**GOAL:** Format every line of the records below as a Markdown table with the columns "Row" and "Line", numbering the rows in order and leaving out blank lines.

☆ ☆ ☆ ☆ ☆ ☆ ☆

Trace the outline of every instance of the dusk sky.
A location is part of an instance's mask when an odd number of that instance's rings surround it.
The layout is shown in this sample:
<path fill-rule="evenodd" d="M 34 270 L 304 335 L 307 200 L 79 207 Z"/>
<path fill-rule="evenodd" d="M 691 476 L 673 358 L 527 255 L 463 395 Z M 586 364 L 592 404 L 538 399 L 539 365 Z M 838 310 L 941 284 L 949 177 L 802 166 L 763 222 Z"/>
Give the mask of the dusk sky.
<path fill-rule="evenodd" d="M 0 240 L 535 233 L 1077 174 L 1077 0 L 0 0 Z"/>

☆ ☆ ☆ ☆ ☆ ☆ ☆

**ANSWER TO THE EXERCISE:**
| Row | Line |
|---|---|
| 1 | Trace the outline of every instance of the dusk sky. |
| 2 | A location is part of an instance's mask when an odd number of that instance's rings surround it. |
| 3 | The layout is shown in this sample: |
| 4 | <path fill-rule="evenodd" d="M 34 270 L 304 335 L 307 200 L 79 207 Z"/> |
| 5 | <path fill-rule="evenodd" d="M 691 476 L 673 358 L 527 255 L 463 395 Z M 586 364 L 592 404 L 538 399 L 539 365 Z M 838 310 L 941 284 L 949 177 L 802 166 L 763 222 Z"/> |
| 6 | Give the mask of the dusk sky. |
| 7 | <path fill-rule="evenodd" d="M 0 240 L 535 233 L 1077 174 L 1077 0 L 0 0 Z"/> |